#### REQUIREMENTS
Write out every line of the listing below unchanged, leaving out the pictures.

#### SOURCE MATERIAL
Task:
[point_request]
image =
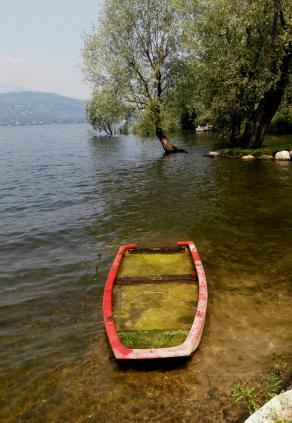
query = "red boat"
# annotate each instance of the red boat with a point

#### EXERCISE RESPONSE
Task:
[point_request]
image =
query = "red boat"
# annotate each instance of the red boat with a point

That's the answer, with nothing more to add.